**YOUR INSTRUCTIONS**
In the passage on cheshbon hanefesh below, what term is offered as the best description for grasping the meaning of what Hashem sends?
══ QUOTED PASSAGE
You might wonder if speaking spontaneously may mislead you by allowing you to take the path of least resistance, and not touch upon the subjects that Hashem wants you to work on. For example rehashing subjects that are already quite familiar to you or otherwise going off on tangents that will distract you from the hard work of honest introspection. This is where it’s wise to be gentle with yourself. Don’t try to break through your resistances too quickly. This is surely a ploy of the evil inclination who wants to discourage you from practicing cheshbon hanefesh. It’s preferable to peel away the illusions at a slower steady pace. If you’re patient, in time, your more deeply buried difficulties will surface and loosen their grip on you.

 

Following a period of self-expression I recommend a period where you review what came up in an effort to understand the themes and connections between themes that Hashem has sent you. In this second phase of cheshbon hanefesh, rather than being entirely passive and receptive to whatever emerges, you become more active. We might say, at this point, that reason comes into play to a greater extent, but even now you don’t rely on it exclusively. We aren’t relying on our power of reasoning but we are also not excluding our reasoning when it comes on its own.  It is difficult to describe the attitude that you should adopt when you are trying to grasp the meaning of a series messages from Hashem. For sure, we don’t want the process to degenerate into a mere intellectual exercise. Suffice it to say that the most reliable meanings that we can decipher from what Hashem sends us are those that also come upon us rather spontaneously. The best description I have for this is emuna-based understanding.

 

 A young man suddenly felt unable to complete his work. Sitting at his desk, he became fidgety lethargic and unable to focus. He had no idea why he was suddenly overcome with such a paralyzing inertia especially because he knew he was well rested from the night before.
════
══ EXTRACTED MATERIAL
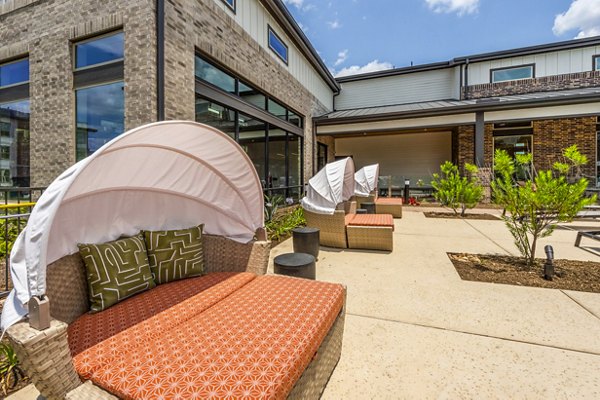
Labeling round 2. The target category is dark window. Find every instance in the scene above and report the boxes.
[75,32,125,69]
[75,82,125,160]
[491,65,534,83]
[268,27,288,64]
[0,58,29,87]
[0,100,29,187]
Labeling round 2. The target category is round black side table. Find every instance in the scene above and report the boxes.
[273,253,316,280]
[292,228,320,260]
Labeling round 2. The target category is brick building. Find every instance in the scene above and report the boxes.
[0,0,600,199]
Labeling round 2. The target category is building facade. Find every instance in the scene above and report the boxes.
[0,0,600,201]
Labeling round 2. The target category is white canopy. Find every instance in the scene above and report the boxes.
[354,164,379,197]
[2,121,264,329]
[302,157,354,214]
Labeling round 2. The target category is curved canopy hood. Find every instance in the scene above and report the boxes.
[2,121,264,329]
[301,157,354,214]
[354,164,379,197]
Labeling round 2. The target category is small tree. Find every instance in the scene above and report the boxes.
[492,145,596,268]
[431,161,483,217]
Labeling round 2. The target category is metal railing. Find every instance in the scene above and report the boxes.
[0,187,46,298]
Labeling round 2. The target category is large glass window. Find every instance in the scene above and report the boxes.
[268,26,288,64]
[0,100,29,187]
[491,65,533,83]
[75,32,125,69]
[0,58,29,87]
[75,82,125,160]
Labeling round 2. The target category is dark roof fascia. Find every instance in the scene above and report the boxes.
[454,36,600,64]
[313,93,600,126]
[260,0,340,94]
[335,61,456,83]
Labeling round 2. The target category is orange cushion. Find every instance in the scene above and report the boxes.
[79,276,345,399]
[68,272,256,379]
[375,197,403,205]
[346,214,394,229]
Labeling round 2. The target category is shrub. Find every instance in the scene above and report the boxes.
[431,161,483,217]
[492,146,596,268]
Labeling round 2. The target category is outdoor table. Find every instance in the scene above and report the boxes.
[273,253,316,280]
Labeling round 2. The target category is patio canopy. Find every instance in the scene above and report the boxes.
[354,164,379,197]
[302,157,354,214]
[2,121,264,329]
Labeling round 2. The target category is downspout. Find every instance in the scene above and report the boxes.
════
══ EXTRACTED MATERIAL
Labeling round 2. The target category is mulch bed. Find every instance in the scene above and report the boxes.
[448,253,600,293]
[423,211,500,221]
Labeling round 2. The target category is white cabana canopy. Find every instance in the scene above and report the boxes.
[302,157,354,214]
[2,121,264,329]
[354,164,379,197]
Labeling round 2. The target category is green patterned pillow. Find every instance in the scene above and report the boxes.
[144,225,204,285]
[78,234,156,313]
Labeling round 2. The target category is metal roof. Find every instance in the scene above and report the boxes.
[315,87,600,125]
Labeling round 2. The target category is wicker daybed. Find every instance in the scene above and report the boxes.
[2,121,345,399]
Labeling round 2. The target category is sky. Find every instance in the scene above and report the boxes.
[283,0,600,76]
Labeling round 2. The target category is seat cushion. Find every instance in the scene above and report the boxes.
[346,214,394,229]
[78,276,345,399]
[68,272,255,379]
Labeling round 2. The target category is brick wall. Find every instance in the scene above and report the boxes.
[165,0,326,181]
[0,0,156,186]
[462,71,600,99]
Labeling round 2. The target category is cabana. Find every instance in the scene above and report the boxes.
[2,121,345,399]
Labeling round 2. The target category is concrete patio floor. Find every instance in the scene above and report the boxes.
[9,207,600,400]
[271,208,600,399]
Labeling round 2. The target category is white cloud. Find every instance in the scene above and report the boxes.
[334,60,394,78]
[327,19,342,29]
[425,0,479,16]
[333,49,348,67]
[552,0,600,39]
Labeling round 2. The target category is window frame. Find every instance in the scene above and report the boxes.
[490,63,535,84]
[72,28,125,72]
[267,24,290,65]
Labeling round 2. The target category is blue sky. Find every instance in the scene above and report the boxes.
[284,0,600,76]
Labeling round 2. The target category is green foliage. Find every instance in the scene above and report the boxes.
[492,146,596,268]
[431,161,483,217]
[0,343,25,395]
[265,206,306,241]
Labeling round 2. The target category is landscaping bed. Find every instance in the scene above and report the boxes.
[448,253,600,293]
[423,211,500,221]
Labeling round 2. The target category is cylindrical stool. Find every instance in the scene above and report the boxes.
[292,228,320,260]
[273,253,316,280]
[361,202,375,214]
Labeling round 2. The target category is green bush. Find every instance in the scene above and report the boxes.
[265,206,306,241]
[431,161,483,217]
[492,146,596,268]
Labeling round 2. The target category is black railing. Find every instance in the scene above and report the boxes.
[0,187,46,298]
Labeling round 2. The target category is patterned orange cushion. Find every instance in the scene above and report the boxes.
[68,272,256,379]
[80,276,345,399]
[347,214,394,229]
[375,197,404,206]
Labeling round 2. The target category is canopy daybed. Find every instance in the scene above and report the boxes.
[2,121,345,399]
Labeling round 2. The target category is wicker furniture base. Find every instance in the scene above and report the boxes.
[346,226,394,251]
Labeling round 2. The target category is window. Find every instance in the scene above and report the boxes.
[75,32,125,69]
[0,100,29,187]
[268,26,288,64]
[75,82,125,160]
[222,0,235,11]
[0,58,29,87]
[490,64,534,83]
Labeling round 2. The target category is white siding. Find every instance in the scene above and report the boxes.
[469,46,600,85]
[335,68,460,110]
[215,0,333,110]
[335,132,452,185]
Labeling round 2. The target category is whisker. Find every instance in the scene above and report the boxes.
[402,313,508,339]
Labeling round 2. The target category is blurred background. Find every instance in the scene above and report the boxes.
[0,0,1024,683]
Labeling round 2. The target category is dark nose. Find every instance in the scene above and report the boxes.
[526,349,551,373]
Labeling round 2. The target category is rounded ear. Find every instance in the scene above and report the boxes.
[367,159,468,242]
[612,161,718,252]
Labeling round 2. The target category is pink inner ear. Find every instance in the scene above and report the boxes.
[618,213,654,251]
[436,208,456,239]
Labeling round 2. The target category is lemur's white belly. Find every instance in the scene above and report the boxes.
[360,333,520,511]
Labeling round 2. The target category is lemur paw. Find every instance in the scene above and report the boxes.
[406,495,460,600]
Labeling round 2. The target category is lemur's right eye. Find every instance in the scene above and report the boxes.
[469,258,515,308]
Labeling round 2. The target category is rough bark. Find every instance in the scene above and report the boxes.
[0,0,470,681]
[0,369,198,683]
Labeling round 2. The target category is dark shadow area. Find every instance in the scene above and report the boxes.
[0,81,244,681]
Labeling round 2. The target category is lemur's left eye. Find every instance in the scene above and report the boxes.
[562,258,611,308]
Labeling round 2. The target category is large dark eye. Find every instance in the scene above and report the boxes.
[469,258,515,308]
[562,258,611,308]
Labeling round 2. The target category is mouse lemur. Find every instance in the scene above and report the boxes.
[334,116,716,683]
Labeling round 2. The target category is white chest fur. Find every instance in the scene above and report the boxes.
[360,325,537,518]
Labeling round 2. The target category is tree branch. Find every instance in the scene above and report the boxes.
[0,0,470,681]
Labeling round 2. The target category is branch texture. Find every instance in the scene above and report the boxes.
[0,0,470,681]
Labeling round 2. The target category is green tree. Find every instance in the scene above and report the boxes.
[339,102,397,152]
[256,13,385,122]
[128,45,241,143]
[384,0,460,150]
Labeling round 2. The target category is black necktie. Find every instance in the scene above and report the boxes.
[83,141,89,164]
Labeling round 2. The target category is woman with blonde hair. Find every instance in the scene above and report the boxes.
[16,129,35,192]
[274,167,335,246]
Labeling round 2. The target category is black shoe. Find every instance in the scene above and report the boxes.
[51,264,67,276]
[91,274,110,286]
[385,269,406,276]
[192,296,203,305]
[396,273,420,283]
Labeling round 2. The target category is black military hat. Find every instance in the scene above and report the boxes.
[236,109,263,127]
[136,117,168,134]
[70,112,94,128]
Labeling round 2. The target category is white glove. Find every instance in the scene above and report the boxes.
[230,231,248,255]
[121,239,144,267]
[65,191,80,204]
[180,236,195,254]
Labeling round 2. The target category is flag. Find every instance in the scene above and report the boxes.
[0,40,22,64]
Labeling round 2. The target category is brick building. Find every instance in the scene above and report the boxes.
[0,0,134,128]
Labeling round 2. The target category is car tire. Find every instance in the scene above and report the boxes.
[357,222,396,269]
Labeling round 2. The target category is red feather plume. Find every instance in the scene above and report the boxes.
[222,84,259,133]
════
══ EXTRACTED MATERIAL
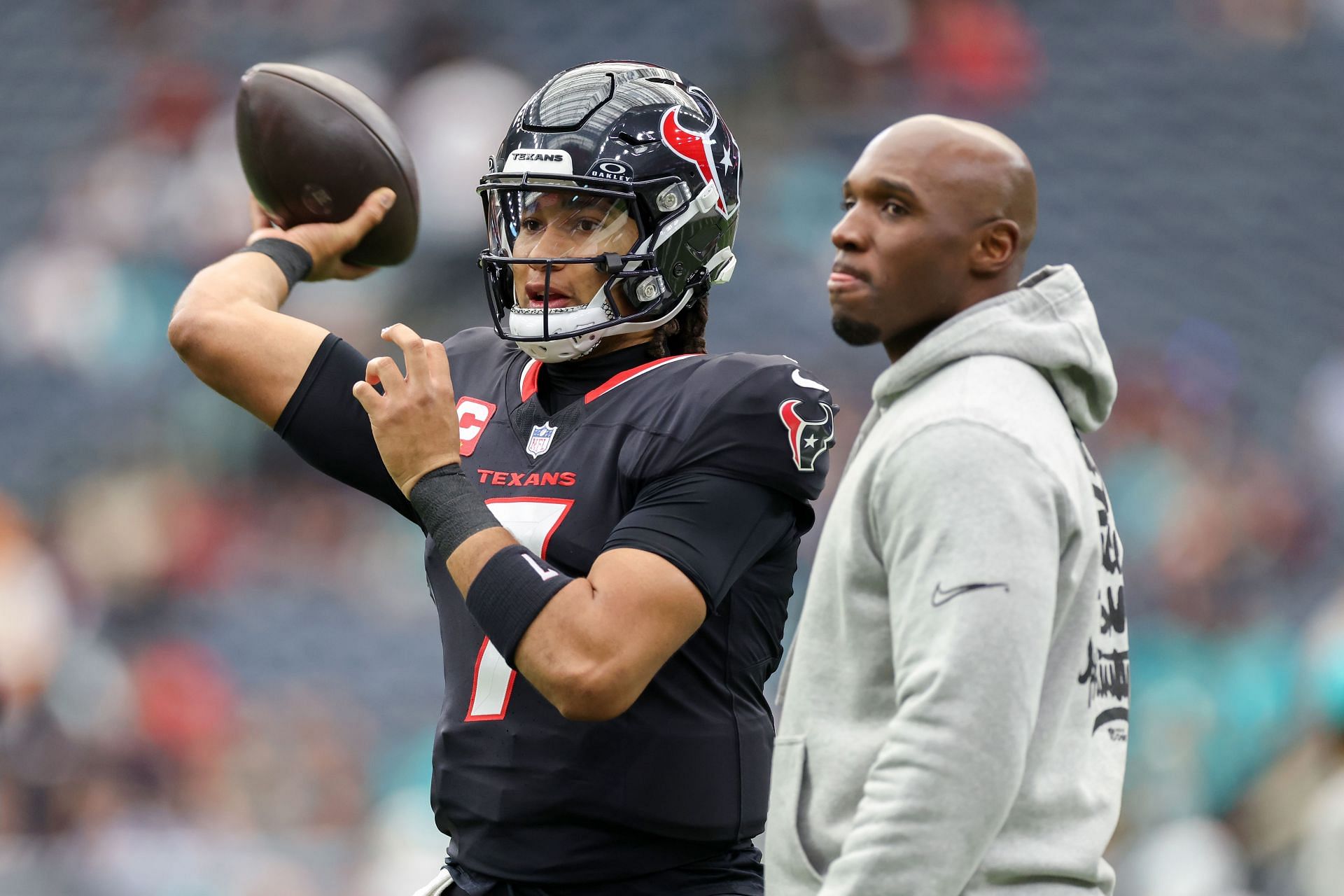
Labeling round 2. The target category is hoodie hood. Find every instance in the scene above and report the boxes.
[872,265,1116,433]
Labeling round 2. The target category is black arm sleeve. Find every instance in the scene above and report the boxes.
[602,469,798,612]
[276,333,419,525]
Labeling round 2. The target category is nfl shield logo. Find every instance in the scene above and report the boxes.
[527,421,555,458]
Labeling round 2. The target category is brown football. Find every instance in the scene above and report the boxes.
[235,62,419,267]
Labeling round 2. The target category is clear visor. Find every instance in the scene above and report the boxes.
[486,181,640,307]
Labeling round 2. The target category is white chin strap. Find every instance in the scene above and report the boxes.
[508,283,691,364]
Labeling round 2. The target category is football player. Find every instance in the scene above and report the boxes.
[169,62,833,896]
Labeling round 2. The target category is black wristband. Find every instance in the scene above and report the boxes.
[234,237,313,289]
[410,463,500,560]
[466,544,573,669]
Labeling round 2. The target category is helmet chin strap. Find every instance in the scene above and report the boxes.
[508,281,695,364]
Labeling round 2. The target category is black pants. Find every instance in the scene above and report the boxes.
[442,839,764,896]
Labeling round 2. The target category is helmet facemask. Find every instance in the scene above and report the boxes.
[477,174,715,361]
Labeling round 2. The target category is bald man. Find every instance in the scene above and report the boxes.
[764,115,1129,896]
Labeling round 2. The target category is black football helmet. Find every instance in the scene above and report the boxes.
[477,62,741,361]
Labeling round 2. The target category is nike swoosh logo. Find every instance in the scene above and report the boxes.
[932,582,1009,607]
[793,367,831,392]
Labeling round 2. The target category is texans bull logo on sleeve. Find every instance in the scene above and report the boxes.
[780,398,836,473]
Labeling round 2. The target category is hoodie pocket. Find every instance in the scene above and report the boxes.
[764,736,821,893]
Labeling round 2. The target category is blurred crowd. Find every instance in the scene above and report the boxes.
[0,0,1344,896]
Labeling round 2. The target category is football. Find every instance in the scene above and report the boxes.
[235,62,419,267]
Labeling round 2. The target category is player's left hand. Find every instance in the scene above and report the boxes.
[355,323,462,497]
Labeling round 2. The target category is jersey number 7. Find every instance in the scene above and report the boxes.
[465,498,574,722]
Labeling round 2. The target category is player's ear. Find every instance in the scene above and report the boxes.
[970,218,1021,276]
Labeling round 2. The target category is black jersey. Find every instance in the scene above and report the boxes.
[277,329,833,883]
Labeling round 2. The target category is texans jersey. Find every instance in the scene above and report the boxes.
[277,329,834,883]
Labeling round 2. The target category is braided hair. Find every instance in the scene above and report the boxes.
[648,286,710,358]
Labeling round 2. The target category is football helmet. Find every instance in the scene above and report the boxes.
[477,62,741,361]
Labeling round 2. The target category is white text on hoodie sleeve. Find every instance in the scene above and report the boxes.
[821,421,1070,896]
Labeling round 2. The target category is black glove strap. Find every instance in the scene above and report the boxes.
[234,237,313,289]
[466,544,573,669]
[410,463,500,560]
════
**ANSWER SPACE**
Emuna-based understanding.